• _TASK TO CARRY OUT_
The lines to be set down run from the line containing "Target: calm water surface" through the final line of the data below; print them exactly and print nothing else.

-- SOURCE DATA follows --

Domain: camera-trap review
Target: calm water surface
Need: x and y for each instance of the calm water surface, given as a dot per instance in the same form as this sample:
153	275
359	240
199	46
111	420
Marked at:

-- SOURCE DATA concluded --

• _OUTPUT BELOW_
Target: calm water surface
Need: x and y for each instance of the calm water surface, given as a dot per instance in the same form as this sample:
153	275
359	240
199	46
111	420
Marked at:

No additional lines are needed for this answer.